課題目標>
文書抜粋によると、核兵器禁止条約が発効するのはいつですか。

文書抜粋>
******
2020年10月24日、核兵器の保有や使用を全面的に禁じる核兵器禁止条約(TPNW)に50番目となるホンジュラスが批准し、TPNWの発効が決まりました。条約発効条件である50国の批准となり、90日後の来年1月22日に条約が発効します。

私自身、世界の政治家が集い核軍縮・不拡散を目指す「核軍縮・不拡散議員連盟(PNND)」で、核兵器禁止条約を推進していた身としては喜ばしいことであります

特に、PNND・JAPANhttp://www.pnnd.org/ja

今年4月には「世界宗教者平和会議(WCRP/RfP)日本委員会との共同提言」を策定し、宗教と政治の協力による核兵器のない世界の実現について提言を行いました。
******
提示された行>
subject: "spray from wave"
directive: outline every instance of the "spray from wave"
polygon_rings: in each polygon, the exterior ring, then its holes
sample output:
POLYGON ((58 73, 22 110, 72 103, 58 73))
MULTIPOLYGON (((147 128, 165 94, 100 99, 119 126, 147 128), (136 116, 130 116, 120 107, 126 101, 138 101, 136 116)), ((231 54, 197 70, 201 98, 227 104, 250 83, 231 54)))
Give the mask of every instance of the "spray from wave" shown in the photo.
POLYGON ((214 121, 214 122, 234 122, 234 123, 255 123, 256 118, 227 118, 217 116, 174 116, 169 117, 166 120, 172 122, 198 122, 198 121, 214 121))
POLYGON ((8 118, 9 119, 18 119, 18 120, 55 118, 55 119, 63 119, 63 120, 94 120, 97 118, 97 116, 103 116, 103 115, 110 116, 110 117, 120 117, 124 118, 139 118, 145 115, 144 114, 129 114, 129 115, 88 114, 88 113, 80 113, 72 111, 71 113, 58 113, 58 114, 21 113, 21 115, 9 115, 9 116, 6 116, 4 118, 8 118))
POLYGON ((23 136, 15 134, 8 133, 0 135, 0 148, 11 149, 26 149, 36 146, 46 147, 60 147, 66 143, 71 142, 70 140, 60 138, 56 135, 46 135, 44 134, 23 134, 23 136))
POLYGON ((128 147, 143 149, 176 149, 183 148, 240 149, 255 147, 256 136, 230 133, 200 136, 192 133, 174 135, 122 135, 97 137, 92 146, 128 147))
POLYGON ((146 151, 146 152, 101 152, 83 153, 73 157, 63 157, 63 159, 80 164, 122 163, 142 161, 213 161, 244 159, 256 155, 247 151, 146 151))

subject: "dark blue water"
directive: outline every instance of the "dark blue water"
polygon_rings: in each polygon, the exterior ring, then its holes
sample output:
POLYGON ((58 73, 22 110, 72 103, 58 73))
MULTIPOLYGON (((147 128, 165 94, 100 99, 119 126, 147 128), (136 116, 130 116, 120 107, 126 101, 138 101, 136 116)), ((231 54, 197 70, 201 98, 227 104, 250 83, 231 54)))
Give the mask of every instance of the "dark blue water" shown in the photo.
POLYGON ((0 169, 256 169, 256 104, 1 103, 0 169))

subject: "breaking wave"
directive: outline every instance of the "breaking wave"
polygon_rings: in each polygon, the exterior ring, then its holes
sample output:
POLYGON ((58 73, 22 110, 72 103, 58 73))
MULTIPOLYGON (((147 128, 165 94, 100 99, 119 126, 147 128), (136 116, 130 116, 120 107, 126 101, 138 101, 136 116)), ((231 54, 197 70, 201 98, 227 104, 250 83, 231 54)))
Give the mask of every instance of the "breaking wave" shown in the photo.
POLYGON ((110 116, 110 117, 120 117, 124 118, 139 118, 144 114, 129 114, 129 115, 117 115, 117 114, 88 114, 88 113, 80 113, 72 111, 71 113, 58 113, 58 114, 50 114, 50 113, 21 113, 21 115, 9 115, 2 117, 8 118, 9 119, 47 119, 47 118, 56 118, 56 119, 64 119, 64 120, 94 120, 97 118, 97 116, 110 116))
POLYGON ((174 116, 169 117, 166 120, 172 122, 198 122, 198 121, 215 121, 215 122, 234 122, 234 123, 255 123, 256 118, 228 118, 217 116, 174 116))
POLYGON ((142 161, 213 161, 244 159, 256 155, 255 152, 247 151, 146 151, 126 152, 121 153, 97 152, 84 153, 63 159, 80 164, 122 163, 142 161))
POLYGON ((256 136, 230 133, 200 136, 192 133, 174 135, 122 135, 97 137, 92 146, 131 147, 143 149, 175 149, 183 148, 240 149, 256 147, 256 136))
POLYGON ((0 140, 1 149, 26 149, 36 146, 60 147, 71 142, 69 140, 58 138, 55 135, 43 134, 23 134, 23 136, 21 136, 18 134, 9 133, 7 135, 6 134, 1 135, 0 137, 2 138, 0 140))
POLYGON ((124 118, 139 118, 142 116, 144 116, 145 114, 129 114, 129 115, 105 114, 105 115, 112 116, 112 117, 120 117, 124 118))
******
解答欄>
来年1月22日です。